**EXTRACTED TEXT:**
BEGIN
Might be a foolish questuon and i understand you couldnt make any large amounts but did anyone start with the mr beer thing?


----------



## HIM

I didn't buy I've read about many who have. I think the yeast they come with sucks though IIRC. I've heard good things about the kits companies like Midwest Brew Supply or Austin Homebrew put out though.


----------



## mcwilcr

iAn, I don't use the mr beer kits either but I know a lot of people do use them and make beer that they are totally satisfied with. I would also recommend that you use a different yeast since most are of better quality than what comes with the mr beer and you will be more likely to produce something you enjoy.


----------



## mcwilcr

HIM said:


> So kick ass I had to mention it on 2 forums lol... Smoking a LP 9 while hanging out with the owner of Nodding Head Brewery, the owner of Trogue Brewery, owner of Iron Hill Pub, KC from Flying Fish Brewery, as well as the rep from Left Hand who's picture is on the Stranger case. These guys are ****ing awesome!!! Who woulda thought these guys would be sitting here Icing each other lmao. That's right.... Brewery owners playing the Smirnoff Ice game, wish I had better words to put this, just ****ing awesome!!!


Completely Jealous of you right now...


----------



## HIM

It was pretty F-ing sweet to say the least.


----------



## mcwilcr

Bottled my Belgian dark strong last night after letting it bulk age for about 2 months. I figure I'll give it a couple months in the bottle before I crack one and I'll cellar about half of the batch to not be touched until this time next year. The glass that I sampled yesterday though has me drooling in anticipation of this beer being ready. This is going to be a hard batch to leave alone.


----------



## HIM

Gotta love and hate those. The temptations always killer. Helps if your stocked up on beer though.


----------



## mcwilcr

HIM said:


> Gotta love and hate those. The temptations always killer. Helps if your stocked up on beer though.


Luckily for me I'm always stocked up on beer. right now I have 4 different homebrews and a decent selection of microbrews.


----------



## HIM

mcwilcr said:


> Luckily for me I'm always stocked up on beer. right now I have 4 different homebrews and a decent selection of microbrews.


We sound very similar. I have about 4 or 5 cases of homebrews, consisting of 4 different beers. And about 2 cases worth of micros, consisting of about 10 different beers. I do a lot of beer reviews so I'm always stocking up on new stuff. That's also not including all the beers I have aging. Which is a stock pile of 120s, Palo Santo, Immort Ale, Holy Mackeral, and Bigfoot. Most of which is over a year old at this point.


----------



## Sumatra Samurai

Currently drinking my oatmeal stout but looking for a good recipe for my next batch. Anyone have a Nitro milk stout clone?...


----------



## mcwilcr

Sumatra Samurai said:


> Currently drinking my oatmeal stout but looking for a good recipe for my next batch. Anyone have a Nitro milk stout clone?...


I still cant post links dammett but if you go to homebrewtalk dot com and search for left hand milk stout you will find a good all grain recipe posted by adx and extract and partial mash versions based on it.
END
**WHAT YOU ARE ASKED TO DO:** Reproduce the stretch of the homebrewing forum thread from "Bottled my Belgian" through "to leave alone." word for word.

**GIVEN DATA:**
BEGIN
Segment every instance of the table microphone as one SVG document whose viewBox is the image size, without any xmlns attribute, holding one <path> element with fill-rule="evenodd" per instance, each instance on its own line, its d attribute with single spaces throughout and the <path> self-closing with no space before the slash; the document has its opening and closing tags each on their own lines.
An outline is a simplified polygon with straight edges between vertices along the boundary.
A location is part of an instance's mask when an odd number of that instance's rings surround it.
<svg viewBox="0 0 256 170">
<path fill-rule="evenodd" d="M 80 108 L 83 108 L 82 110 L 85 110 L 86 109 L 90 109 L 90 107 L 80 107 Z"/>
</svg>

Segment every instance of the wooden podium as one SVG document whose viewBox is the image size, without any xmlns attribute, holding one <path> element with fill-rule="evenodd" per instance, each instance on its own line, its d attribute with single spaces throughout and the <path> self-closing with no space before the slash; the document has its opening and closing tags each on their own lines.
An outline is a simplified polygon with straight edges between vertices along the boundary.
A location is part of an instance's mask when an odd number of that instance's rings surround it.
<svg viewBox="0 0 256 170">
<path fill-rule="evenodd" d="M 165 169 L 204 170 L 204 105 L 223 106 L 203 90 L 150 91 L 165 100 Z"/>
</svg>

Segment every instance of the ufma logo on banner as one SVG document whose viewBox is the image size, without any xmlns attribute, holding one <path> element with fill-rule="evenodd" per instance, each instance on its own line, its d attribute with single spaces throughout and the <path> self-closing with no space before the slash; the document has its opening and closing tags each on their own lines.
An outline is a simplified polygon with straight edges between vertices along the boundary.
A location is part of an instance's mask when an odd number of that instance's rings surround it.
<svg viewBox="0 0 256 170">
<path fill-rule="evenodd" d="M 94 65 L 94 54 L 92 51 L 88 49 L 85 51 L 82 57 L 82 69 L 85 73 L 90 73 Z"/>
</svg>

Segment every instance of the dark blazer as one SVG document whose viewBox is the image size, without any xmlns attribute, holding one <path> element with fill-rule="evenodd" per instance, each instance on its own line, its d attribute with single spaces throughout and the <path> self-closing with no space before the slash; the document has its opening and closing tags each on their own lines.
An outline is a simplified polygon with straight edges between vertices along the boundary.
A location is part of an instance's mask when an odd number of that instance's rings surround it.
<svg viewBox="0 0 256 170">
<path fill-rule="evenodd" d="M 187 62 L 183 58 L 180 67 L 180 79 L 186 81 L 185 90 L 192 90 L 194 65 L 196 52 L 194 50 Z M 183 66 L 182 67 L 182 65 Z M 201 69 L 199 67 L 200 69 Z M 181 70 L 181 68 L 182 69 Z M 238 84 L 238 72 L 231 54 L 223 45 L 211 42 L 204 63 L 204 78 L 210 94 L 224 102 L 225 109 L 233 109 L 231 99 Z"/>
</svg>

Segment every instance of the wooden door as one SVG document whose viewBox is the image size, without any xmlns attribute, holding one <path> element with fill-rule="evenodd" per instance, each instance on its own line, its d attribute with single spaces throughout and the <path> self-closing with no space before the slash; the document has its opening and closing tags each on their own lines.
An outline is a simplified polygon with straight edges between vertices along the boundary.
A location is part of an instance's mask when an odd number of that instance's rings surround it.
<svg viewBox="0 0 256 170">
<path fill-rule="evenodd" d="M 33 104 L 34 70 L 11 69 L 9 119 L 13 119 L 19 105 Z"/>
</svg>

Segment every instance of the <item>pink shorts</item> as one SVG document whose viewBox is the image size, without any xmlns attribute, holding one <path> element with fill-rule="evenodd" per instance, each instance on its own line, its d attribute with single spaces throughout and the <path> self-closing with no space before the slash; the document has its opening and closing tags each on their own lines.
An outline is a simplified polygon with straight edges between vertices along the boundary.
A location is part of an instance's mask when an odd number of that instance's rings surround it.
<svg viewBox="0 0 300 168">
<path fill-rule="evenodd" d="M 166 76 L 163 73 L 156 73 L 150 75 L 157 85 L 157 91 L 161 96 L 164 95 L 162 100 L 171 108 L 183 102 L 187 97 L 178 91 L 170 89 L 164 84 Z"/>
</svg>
END
**SOLUTION TO THE EXERCISE:**
Bottled my Belgian dark strong last night after letting it bulk age for about 2 months. I figure I'll give it a couple months in the bottle before I crack one and I'll cellar about half of the batch to not be touched until this time next year. The glass that I sampled yesterday though has me drooling in anticipation of this beer being ready. This is going to be a hard batch to leave alone.